_HOW TO COMPLETE THIS TASK_
Would you please repeat exactly the lines from the one containing "Give one point for each instance of the paved" to the end of the records, both included, and leave out the rest?

--

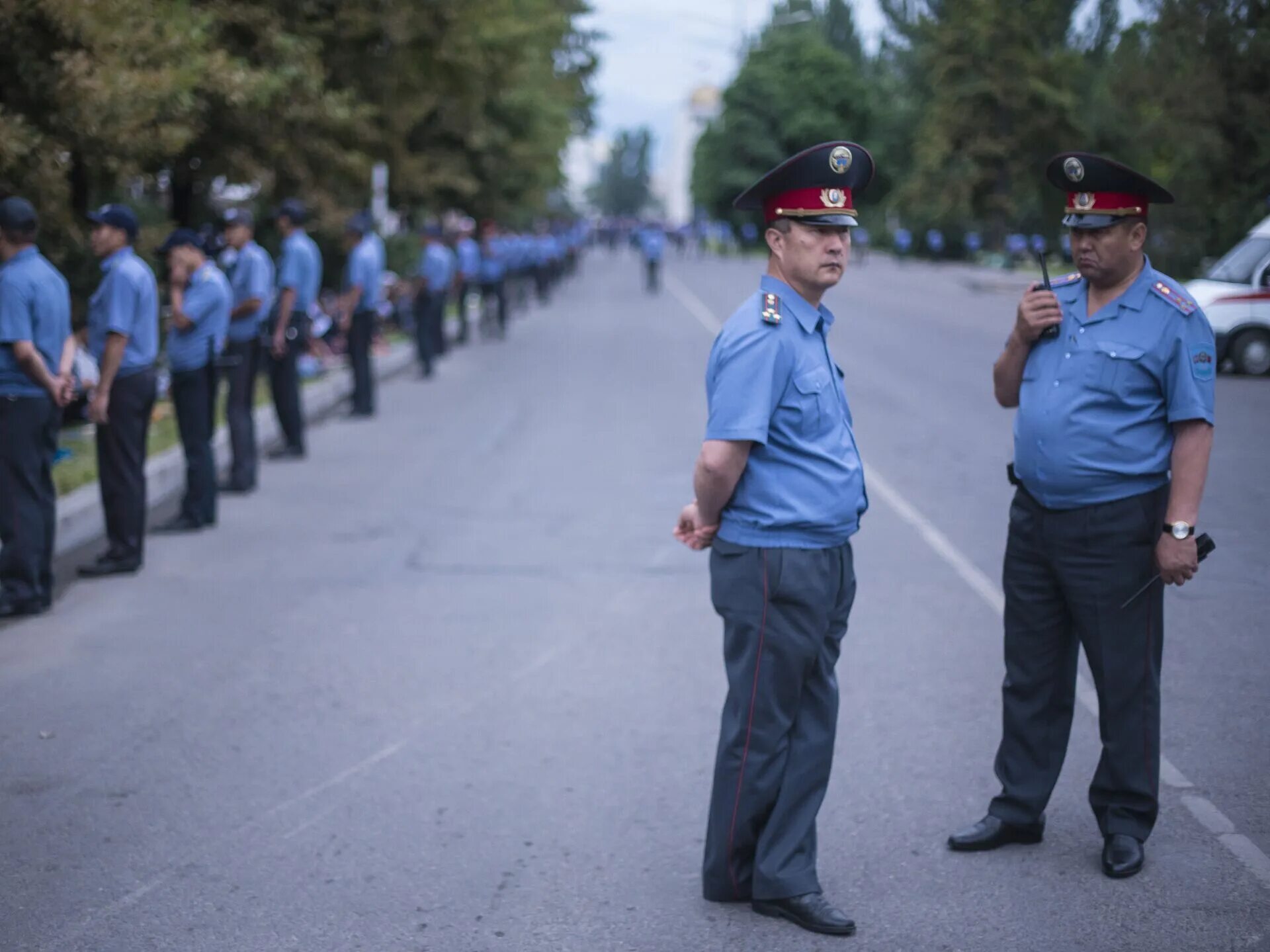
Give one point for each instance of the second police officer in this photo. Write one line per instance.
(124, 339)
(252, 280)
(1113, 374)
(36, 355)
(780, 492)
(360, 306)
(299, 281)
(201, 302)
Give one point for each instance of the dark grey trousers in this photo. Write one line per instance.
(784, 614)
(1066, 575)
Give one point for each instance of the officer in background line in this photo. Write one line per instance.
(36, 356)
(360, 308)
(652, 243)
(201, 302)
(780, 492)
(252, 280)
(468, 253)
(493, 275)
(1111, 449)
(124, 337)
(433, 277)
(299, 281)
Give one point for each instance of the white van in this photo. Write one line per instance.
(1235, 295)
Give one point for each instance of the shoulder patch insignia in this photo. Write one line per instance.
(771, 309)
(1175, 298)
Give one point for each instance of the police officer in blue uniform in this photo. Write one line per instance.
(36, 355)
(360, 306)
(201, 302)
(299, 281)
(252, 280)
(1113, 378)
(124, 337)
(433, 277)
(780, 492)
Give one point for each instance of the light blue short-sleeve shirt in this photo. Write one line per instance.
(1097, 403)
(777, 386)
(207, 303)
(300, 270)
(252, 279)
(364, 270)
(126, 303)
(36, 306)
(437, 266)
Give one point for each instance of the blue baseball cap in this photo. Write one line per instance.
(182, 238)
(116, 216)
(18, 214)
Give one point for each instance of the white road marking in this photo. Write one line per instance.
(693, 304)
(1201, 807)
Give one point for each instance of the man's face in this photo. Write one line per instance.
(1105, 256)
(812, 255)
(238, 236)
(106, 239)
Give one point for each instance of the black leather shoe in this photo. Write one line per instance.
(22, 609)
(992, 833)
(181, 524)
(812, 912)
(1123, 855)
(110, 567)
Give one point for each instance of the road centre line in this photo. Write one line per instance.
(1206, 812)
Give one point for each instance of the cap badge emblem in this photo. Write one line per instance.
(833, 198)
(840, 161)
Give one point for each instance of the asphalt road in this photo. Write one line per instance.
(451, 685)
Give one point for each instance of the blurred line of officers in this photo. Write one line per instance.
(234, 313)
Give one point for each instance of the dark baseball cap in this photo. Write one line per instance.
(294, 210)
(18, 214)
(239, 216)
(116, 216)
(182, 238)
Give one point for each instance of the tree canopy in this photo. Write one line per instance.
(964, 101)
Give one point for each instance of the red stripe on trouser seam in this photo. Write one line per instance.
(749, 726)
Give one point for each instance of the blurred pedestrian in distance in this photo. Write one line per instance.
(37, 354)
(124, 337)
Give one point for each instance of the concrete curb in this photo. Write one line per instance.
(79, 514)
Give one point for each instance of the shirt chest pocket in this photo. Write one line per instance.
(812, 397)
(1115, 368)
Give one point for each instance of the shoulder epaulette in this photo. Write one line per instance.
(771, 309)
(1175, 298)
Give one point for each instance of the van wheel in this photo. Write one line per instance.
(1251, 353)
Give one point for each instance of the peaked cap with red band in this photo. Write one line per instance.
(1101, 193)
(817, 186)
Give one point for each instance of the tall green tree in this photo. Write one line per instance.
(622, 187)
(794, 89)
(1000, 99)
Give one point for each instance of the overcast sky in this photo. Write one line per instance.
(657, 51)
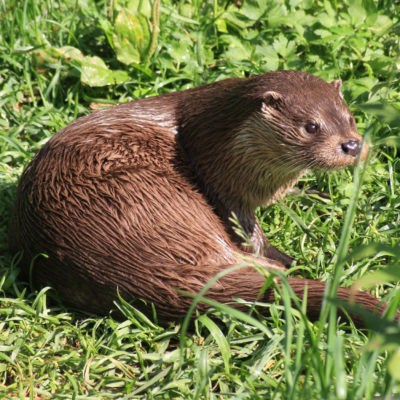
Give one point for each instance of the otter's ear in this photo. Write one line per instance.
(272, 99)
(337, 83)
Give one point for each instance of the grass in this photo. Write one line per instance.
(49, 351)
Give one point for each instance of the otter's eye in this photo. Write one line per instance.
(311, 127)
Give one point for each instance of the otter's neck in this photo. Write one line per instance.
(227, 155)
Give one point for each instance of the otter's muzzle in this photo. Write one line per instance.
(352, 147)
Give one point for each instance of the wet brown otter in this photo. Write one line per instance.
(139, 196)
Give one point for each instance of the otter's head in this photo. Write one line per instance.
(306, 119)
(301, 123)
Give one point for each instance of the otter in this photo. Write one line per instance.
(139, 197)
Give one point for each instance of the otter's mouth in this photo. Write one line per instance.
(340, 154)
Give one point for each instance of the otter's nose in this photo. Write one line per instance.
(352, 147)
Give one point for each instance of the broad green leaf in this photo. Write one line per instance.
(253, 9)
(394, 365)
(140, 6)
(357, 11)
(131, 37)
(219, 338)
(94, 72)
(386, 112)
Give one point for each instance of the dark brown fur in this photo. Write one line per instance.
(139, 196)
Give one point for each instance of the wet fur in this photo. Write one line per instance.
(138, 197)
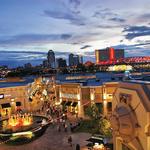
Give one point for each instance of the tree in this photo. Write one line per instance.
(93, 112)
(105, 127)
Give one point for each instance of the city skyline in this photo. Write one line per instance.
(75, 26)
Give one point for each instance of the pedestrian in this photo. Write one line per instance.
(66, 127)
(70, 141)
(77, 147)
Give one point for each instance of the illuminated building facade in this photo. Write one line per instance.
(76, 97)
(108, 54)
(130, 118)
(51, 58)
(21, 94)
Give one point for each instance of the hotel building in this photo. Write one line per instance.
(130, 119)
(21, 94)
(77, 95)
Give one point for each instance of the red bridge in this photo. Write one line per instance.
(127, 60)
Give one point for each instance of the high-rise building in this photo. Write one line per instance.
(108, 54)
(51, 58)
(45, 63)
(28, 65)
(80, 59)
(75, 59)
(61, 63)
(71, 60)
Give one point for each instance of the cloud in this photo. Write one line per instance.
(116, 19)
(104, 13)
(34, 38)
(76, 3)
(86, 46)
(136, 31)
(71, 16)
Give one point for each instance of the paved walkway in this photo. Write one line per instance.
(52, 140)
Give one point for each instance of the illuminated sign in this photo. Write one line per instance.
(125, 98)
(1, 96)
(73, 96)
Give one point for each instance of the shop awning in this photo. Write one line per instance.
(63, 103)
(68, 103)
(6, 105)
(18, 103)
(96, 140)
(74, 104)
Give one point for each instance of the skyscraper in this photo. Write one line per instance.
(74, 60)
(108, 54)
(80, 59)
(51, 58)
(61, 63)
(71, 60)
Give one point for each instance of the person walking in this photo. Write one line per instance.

--

_ANSWER TO THIS PROBLEM_
Give one point for each instance of the paved walkway in this photo. Write one line per instance.
(52, 140)
Give one point for each instance of the illuminated sign in this photo. Write one line per instance.
(125, 98)
(1, 96)
(73, 96)
Give one point for each instance of the shop awning in this photo. Write one line per instance.
(63, 103)
(68, 103)
(6, 105)
(18, 103)
(96, 140)
(74, 104)
Give one point for each instance of the skyscraper in this photo. Write one line per instance.
(74, 60)
(108, 54)
(80, 59)
(51, 58)
(61, 63)
(71, 60)
Give one point for each instance of the person walking in this photo. Write one line per instance.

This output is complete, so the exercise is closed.